INFORMATION GIVEN:
------
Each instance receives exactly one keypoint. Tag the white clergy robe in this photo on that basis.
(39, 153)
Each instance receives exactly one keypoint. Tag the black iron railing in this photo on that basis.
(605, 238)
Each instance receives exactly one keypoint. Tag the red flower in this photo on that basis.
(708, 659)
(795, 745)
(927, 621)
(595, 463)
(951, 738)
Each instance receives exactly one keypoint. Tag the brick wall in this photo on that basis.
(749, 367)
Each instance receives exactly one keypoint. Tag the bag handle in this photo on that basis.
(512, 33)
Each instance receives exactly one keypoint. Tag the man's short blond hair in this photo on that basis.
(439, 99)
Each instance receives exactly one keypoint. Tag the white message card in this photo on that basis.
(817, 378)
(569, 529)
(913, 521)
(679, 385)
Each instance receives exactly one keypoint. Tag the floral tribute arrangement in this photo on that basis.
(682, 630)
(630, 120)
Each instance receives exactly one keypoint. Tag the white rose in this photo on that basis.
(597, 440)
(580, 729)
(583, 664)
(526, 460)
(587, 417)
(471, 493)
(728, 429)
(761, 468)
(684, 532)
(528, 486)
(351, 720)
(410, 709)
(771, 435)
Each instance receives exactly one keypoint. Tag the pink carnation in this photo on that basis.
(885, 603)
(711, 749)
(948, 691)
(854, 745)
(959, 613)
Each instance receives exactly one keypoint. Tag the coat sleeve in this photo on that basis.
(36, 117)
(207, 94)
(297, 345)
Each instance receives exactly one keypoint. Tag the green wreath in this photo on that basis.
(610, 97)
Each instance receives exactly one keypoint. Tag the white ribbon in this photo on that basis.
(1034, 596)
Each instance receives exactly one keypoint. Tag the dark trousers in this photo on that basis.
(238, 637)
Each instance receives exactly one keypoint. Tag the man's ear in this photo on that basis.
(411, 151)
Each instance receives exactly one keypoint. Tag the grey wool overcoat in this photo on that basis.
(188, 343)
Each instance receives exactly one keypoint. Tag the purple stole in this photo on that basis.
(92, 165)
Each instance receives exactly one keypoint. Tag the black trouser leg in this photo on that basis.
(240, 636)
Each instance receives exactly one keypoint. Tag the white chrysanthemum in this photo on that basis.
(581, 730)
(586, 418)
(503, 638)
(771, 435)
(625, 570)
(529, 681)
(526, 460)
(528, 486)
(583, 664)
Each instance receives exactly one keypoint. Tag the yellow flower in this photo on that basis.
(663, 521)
------
WHAT YOU ARE ASKED TO DO: Without any alteration, the preceding material should be retyped in full.

TASK ANSWER:
Each instance receives exactly one keypoint. Tag the white clergy robe in this photo on that basis.
(39, 153)
Each instance receives exactly one keypoint. Tag the black iron railing in this photo on that basis.
(605, 238)
Each instance receives exactly one keypoint. Tag the red flower in this photo on that basis.
(708, 659)
(795, 745)
(927, 621)
(595, 463)
(951, 738)
Each instance receives exactly one keypoint. Tag the brick wall in this photo on that basis.
(749, 367)
Each instance receives exactly one keypoint. Tag the bag handle in this photo on that basis.
(512, 33)
Each instance receives exactly one keypoint. Tag the man's short blond hair in this photo on that basis.
(439, 99)
Each instance receives exactly one keypoint. Tag the white message card in this photo on that basis.
(817, 378)
(569, 529)
(913, 521)
(679, 385)
Each instance receives exactly one keypoint. Tag the floral tribute arrangement in this photo on that basis.
(682, 630)
(630, 120)
Each instance receives exactly one keypoint. Tag the white rose in this photo on that basis.
(597, 440)
(580, 729)
(583, 664)
(526, 460)
(587, 417)
(471, 493)
(728, 429)
(761, 468)
(684, 532)
(528, 486)
(351, 720)
(410, 709)
(771, 435)
Each instance receives exactly one keypoint. Tag the pink carnation in this photo on that basis.
(885, 603)
(711, 749)
(948, 691)
(854, 745)
(959, 613)
Each instance receives exactly one keypoint. Tag the coat sleeve in this photo on that basis.
(36, 117)
(207, 94)
(297, 345)
Each instance receives exactly one keypoint. Tag the green wreath in this photo on that basis.
(610, 97)
Each instance receives exactly one keypoint. Tag the white ribbon in this photo on that basis.
(1034, 596)
Each instance receives exactly one keypoint. Tag the dark trousers in this photo on that basis.
(238, 637)
Each instance receives exactly one keypoint. Tag the man's ear in this photo on that basis.
(411, 151)
Each instance receives exactly one keypoint. Tag the grey wool overcoat in this photo on that basis.
(188, 343)
Each instance receives exactly one keypoint. Tag the purple stole in this photo on that basis.
(92, 165)
Each instance receives exactly one keypoint. Tag the black trouser leg in this photo on that basis.
(240, 636)
Each instance receives exactly one keypoint. Tag the white chrysanthemum in this photo on that basis.
(581, 730)
(586, 418)
(503, 638)
(771, 435)
(625, 570)
(529, 681)
(526, 460)
(528, 486)
(583, 664)
Each instance receives exactly one keypoint. Tag the yellow flower in this photo on that basis.
(663, 521)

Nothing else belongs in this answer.